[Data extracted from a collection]
● ● ● ● ●
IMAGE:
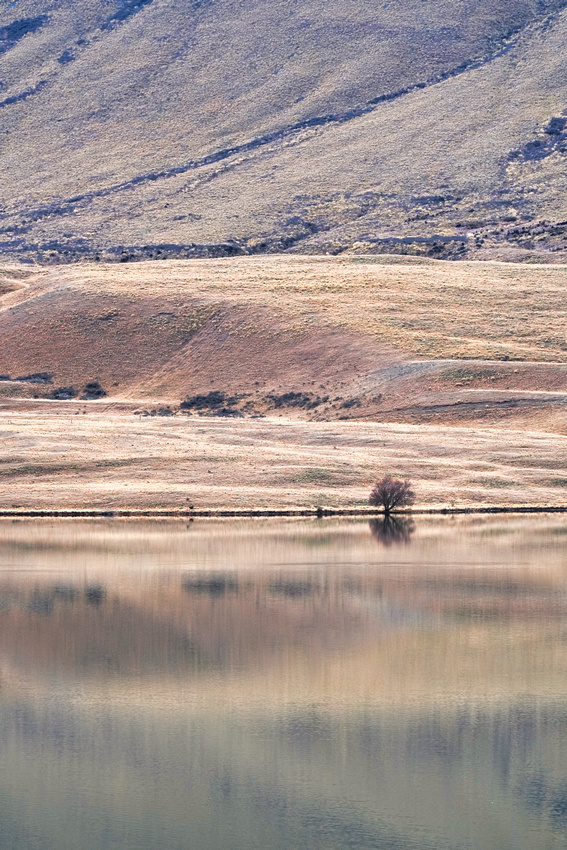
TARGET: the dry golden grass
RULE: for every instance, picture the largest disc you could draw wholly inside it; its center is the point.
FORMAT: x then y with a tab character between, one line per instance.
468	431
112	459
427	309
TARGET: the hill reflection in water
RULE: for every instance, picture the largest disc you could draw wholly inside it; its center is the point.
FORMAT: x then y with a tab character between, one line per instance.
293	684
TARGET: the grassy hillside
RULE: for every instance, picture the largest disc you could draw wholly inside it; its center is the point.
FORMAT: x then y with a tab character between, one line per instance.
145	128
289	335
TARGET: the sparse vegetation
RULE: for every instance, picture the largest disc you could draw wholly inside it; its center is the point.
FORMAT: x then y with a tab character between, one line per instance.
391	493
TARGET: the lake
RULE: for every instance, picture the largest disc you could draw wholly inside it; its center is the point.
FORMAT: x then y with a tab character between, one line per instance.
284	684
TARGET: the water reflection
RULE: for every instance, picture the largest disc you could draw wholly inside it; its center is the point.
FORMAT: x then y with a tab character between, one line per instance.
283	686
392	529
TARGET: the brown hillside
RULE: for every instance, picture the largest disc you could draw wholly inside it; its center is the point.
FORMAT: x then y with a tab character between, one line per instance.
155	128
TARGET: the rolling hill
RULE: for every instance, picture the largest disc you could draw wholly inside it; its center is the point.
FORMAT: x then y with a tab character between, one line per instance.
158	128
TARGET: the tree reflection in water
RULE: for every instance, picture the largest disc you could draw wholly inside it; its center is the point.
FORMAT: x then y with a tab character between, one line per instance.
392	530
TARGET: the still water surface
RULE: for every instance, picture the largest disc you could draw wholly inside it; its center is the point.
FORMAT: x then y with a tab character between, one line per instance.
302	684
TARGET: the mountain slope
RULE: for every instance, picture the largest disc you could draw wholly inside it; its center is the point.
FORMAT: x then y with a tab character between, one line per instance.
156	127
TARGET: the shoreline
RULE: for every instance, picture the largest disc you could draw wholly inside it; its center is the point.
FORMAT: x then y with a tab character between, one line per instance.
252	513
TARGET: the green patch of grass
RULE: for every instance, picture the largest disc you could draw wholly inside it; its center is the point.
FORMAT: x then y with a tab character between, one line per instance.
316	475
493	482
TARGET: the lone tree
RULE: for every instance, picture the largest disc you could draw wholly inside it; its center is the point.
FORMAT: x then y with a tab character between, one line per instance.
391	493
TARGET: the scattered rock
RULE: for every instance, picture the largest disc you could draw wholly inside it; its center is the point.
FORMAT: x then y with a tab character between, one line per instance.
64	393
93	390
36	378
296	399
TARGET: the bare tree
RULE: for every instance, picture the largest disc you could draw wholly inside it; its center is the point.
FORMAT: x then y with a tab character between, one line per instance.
● ● ● ● ●
**Instructions for the task**
Could you copy, exactly and with no pictures, each line from the first one above to the line holding "TARGET: the hill reflection in water"?

**Task answer**
IMAGE:
TARGET: the dry golden grass
RULE: for every instance, picture the largest disc you could draw wholly inside it; its center is the point.
FORMAT: x then y with a tab character between, one line per instance.
468	431
112	459
427	309
TARGET: the hill reflection in water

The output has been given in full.